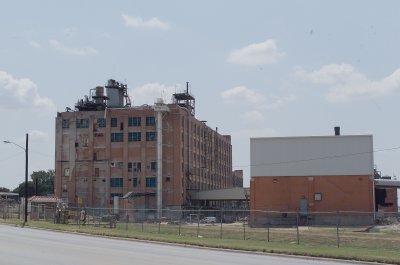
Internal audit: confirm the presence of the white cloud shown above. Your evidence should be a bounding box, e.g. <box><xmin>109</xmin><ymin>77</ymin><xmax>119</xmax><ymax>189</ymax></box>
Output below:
<box><xmin>240</xmin><ymin>110</ymin><xmax>264</xmax><ymax>123</ymax></box>
<box><xmin>232</xmin><ymin>128</ymin><xmax>277</xmax><ymax>139</ymax></box>
<box><xmin>0</xmin><ymin>71</ymin><xmax>55</xmax><ymax>111</ymax></box>
<box><xmin>49</xmin><ymin>39</ymin><xmax>98</xmax><ymax>56</ymax></box>
<box><xmin>29</xmin><ymin>40</ymin><xmax>42</xmax><ymax>49</ymax></box>
<box><xmin>227</xmin><ymin>39</ymin><xmax>285</xmax><ymax>65</ymax></box>
<box><xmin>130</xmin><ymin>83</ymin><xmax>177</xmax><ymax>105</ymax></box>
<box><xmin>221</xmin><ymin>86</ymin><xmax>265</xmax><ymax>103</ymax></box>
<box><xmin>121</xmin><ymin>14</ymin><xmax>169</xmax><ymax>30</ymax></box>
<box><xmin>260</xmin><ymin>94</ymin><xmax>296</xmax><ymax>110</ymax></box>
<box><xmin>295</xmin><ymin>64</ymin><xmax>400</xmax><ymax>102</ymax></box>
<box><xmin>29</xmin><ymin>130</ymin><xmax>49</xmax><ymax>142</ymax></box>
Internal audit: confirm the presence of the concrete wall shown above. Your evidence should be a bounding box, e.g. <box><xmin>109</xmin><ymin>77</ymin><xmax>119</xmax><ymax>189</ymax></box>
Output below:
<box><xmin>250</xmin><ymin>135</ymin><xmax>374</xmax><ymax>177</ymax></box>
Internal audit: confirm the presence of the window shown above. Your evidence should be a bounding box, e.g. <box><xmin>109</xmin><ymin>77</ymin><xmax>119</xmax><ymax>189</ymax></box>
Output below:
<box><xmin>128</xmin><ymin>132</ymin><xmax>142</xmax><ymax>142</ymax></box>
<box><xmin>111</xmin><ymin>118</ymin><xmax>118</xmax><ymax>127</ymax></box>
<box><xmin>62</xmin><ymin>120</ymin><xmax>69</xmax><ymax>129</ymax></box>
<box><xmin>146</xmin><ymin>132</ymin><xmax>156</xmax><ymax>142</ymax></box>
<box><xmin>146</xmin><ymin>116</ymin><xmax>156</xmax><ymax>126</ymax></box>
<box><xmin>150</xmin><ymin>161</ymin><xmax>157</xmax><ymax>172</ymax></box>
<box><xmin>128</xmin><ymin>162</ymin><xmax>142</xmax><ymax>172</ymax></box>
<box><xmin>132</xmin><ymin>178</ymin><xmax>138</xmax><ymax>187</ymax></box>
<box><xmin>111</xmin><ymin>133</ymin><xmax>124</xmax><ymax>142</ymax></box>
<box><xmin>97</xmin><ymin>118</ymin><xmax>106</xmax><ymax>128</ymax></box>
<box><xmin>128</xmin><ymin>117</ymin><xmax>142</xmax><ymax>127</ymax></box>
<box><xmin>110</xmin><ymin>192</ymin><xmax>123</xmax><ymax>198</ymax></box>
<box><xmin>110</xmin><ymin>178</ymin><xmax>124</xmax><ymax>188</ymax></box>
<box><xmin>76</xmin><ymin>119</ymin><xmax>89</xmax><ymax>128</ymax></box>
<box><xmin>146</xmin><ymin>177</ymin><xmax>157</xmax><ymax>188</ymax></box>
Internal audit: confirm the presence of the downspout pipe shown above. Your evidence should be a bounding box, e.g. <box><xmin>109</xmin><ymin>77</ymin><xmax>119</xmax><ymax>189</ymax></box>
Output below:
<box><xmin>153</xmin><ymin>99</ymin><xmax>169</xmax><ymax>219</ymax></box>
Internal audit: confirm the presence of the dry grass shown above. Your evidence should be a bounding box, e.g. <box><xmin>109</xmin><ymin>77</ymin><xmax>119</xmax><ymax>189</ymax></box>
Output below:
<box><xmin>2</xmin><ymin>218</ymin><xmax>400</xmax><ymax>264</ymax></box>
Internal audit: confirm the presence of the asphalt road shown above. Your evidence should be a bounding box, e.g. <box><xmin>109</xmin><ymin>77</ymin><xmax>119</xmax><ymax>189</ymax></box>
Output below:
<box><xmin>0</xmin><ymin>225</ymin><xmax>356</xmax><ymax>265</ymax></box>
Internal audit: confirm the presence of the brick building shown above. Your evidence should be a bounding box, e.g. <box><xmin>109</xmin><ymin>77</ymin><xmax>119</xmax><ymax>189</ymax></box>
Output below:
++++++++
## [Task prompt]
Which lines of the entries above contain the word "bounding"? Show each of those lines in full.

## [Correct output]
Internal audit: confirm the presence of the white cloud shown above. Your evidence should be a bounding box, e.g. <box><xmin>109</xmin><ymin>77</ymin><xmax>119</xmax><ymax>189</ymax></box>
Internal audit: confirm the presence of the concrete wall shown above. Your evidence should be a bounding box, e.g. <box><xmin>109</xmin><ymin>77</ymin><xmax>119</xmax><ymax>189</ymax></box>
Internal audit: confirm the presence of the window shown above. Your evidence should be a bounding box, e.g. <box><xmin>109</xmin><ymin>77</ymin><xmax>119</xmax><ymax>189</ymax></box>
Internal audit: confirm the presence of the downspout pipe shown above. Your evidence should be a bounding box, e.g. <box><xmin>109</xmin><ymin>77</ymin><xmax>119</xmax><ymax>189</ymax></box>
Internal audit: confirm the presence of the dry grass shown above. Your evidence should be a bounding box, e.g. <box><xmin>109</xmin><ymin>77</ymin><xmax>119</xmax><ymax>189</ymax></box>
Internal audit: confirm the presence of the asphalt road shown above. Your evidence should be a bounding box, e.g. <box><xmin>109</xmin><ymin>77</ymin><xmax>119</xmax><ymax>189</ymax></box>
Internal audit: confirm the presence of the brick building shown above. Your evidence should be a bounding box, e.g. <box><xmin>109</xmin><ymin>77</ymin><xmax>119</xmax><ymax>189</ymax></box>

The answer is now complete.